**Excerpt:**
--------------------------------------------------

Floated Label Pattern with CSS Only
I came across Brad Frost's post about the Floated Label Pattern and instantly thought, "I think you can do this in CSS" and set out to prove it.
It turned out to be a little trickier than expected but I created a quick proof of concept:
The Example
How it works
I use the :valid
pseudo class along with the pattern
attribute on the input to style the associated label accordingly.
.field { position:relative; font-family: Arial; text-transform:uppercase; font-weight:bold; display:inline-block; }
label { position:absolute; left:0; top:0; transition: all .2s linear; color:#999; font-size:10px; }
input { margin-top:15px; border:1px solid #999; padding:3px 2px; }
input:invalid + label { top:3px; opacity:0; }
input:valid + label { opacity:1; top:0; }
input:focus { outline:none; }
input:focus + label { color:#33A; }
Problems with this
- The label has to appear after the input. I'm using CSS trickery to get it into place. I'd love to be able to put the label first in the content but there's no way to style an element based on the content that comes after it.
- It relies on the pattern attribute and the :valid pseudo class, which means that they can't be used for other things like validating email addresses. It'd be nice if there were a different pseudo class that I could use that detected presence of content.

--------------------------------------------------

**Task brief:** Please output the text on the CSS-only floated label pattern again, word for word and in full. The rows that follow were taken from another source.

**Material shown:**
--------------------------------------------------

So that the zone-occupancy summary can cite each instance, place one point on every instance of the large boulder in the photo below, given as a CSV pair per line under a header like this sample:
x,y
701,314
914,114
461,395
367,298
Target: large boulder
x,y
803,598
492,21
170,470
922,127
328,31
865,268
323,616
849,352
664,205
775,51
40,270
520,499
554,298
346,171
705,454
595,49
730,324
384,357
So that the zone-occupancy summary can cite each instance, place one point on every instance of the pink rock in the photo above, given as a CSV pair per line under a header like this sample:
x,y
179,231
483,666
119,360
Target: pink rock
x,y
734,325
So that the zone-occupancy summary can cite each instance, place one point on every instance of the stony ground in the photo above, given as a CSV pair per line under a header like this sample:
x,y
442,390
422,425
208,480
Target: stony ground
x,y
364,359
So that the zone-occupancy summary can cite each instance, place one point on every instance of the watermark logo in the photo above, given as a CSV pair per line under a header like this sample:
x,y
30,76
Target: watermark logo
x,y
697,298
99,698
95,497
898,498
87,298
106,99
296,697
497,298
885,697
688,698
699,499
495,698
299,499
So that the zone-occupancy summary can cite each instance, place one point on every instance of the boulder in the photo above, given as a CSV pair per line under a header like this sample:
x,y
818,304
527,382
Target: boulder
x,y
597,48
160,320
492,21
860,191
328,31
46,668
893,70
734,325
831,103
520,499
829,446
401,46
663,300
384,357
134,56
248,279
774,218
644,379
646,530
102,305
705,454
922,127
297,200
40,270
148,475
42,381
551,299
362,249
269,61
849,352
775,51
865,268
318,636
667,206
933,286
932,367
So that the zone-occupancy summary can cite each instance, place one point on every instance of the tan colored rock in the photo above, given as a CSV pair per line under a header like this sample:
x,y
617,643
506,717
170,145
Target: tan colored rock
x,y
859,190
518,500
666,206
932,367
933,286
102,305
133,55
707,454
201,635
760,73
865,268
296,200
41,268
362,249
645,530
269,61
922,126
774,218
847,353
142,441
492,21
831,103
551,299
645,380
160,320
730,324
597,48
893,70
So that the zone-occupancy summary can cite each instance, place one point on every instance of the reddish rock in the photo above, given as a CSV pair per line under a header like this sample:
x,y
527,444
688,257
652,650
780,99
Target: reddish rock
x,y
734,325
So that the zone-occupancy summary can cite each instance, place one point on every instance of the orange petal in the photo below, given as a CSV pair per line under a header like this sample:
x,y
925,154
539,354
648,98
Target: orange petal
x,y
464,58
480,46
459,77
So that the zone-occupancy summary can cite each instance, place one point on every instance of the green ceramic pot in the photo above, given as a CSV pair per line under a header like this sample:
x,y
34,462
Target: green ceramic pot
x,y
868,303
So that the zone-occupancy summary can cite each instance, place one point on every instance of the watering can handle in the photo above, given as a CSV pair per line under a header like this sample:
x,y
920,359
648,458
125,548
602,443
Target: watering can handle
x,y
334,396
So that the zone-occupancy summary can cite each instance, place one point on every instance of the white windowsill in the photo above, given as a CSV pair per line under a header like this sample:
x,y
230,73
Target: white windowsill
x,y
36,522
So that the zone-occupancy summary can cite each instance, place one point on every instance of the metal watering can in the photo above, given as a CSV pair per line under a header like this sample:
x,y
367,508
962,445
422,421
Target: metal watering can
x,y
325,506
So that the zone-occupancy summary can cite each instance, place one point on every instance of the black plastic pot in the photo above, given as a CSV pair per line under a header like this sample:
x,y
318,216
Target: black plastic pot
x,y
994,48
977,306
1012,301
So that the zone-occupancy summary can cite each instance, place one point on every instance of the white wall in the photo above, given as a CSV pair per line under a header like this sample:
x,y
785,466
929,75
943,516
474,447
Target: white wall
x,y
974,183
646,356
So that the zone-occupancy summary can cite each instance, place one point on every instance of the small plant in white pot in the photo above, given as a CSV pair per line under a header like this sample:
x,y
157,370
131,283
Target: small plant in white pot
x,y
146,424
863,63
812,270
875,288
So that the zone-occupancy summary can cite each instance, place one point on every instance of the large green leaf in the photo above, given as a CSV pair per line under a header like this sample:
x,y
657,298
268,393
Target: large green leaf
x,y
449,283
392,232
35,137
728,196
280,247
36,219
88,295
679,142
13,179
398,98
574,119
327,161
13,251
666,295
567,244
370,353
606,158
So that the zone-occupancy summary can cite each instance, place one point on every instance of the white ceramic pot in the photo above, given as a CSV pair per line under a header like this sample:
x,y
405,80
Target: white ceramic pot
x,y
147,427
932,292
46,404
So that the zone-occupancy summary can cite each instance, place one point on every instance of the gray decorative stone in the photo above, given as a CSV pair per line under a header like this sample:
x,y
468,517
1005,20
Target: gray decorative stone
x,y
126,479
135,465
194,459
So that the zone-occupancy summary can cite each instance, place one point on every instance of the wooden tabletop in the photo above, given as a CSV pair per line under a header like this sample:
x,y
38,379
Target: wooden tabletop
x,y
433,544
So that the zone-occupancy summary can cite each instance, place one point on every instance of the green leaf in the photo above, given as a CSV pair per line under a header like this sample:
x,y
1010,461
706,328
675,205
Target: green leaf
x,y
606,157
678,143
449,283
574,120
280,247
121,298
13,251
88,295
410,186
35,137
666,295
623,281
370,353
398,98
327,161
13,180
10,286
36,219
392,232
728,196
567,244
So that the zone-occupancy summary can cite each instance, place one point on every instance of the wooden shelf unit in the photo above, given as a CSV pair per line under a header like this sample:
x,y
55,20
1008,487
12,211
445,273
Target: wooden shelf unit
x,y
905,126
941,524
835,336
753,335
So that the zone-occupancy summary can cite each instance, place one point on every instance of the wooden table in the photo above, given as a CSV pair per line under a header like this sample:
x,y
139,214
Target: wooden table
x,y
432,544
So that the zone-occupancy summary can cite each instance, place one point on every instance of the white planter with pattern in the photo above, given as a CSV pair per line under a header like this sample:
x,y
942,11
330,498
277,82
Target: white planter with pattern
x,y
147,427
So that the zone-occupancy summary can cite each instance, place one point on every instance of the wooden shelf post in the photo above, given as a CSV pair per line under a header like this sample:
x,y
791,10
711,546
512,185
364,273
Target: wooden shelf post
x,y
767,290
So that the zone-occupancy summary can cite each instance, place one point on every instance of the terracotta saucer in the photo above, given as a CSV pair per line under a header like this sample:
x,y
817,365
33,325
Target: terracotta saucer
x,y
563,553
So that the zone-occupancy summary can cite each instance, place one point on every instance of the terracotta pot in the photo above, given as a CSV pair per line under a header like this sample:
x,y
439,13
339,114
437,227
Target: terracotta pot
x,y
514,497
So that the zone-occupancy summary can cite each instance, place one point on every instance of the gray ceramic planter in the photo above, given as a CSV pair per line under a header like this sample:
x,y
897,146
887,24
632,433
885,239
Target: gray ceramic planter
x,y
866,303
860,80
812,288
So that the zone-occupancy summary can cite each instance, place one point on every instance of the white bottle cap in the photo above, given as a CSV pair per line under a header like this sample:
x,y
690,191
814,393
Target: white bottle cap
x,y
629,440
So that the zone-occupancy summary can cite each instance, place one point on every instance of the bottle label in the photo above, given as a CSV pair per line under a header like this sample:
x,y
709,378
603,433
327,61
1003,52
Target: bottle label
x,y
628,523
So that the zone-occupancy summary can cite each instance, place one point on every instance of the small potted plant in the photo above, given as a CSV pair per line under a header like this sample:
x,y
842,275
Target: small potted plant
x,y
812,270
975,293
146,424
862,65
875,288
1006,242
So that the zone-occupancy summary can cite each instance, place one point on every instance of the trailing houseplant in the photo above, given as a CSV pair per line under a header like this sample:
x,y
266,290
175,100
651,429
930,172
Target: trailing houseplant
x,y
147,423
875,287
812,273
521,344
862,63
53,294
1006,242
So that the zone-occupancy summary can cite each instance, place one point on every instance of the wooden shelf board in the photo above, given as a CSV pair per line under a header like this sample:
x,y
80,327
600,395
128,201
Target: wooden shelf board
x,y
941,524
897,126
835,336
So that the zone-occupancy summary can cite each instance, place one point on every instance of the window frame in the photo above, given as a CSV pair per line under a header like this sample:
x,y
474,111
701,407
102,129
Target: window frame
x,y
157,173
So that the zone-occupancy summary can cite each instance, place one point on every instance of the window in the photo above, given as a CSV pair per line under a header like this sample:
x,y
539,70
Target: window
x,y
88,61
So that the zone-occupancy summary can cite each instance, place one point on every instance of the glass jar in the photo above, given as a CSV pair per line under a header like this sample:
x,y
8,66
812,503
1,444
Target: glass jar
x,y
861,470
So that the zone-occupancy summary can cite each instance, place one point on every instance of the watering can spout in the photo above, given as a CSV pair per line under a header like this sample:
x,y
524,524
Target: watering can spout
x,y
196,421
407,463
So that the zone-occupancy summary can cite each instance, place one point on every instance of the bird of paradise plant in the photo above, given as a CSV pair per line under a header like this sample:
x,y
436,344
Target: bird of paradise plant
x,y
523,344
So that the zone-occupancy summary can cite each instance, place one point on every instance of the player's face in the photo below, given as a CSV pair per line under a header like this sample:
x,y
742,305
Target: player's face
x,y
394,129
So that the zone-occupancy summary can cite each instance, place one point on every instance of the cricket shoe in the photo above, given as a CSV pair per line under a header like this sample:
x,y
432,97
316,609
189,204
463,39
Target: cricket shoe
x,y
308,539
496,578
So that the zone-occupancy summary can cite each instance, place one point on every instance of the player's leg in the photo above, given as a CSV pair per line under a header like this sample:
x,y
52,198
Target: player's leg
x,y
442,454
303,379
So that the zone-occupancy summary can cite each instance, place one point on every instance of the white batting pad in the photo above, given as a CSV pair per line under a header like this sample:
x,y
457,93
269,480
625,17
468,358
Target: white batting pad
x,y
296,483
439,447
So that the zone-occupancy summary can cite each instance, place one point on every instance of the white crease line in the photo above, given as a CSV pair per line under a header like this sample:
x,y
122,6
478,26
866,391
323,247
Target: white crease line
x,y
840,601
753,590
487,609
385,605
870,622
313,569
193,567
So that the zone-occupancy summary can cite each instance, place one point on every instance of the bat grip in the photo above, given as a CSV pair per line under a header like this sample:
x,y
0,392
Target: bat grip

--------------------------------------------------

**Expected answer:**
Floated Label Pattern with CSS Only
I came across Brad Frost's post about the Floated Label Pattern and instantly thought, "I think you can do this in CSS" and set out to prove it.
It turned out to be a little trickier than expected but I created a quick proof of concept:
The Example
How it works
I use the :valid
pseudo class along with the pattern
attribute on the input to style the associated label accordingly.
.field { position:relative; font-family: Arial; text-transform:uppercase; font-weight:bold; display:inline-block; }
label { position:absolute; left:0; top:0; transition: all .2s linear; color:#999; font-size:10px; }
input { margin-top:15px; border:1px solid #999; padding:3px 2px; }
input:invalid + label { top:3px; opacity:0; }
input:valid + label { opacity:1; top:0; }
input:focus { outline:none; }
input:focus + label { color:#33A; }
Problems with this
- The label has to appear after the input. I'm using CSS trickery to get it into place. I'd love to be able to put the label first in the content but there's no way to style an element based on the content that comes after it.
- It relies on the pattern attribute and the :valid pseudo class, which means that they can't be used for other things like validating email addresses. It'd be nice if there were a different pseudo class that I could use that detected presence of content.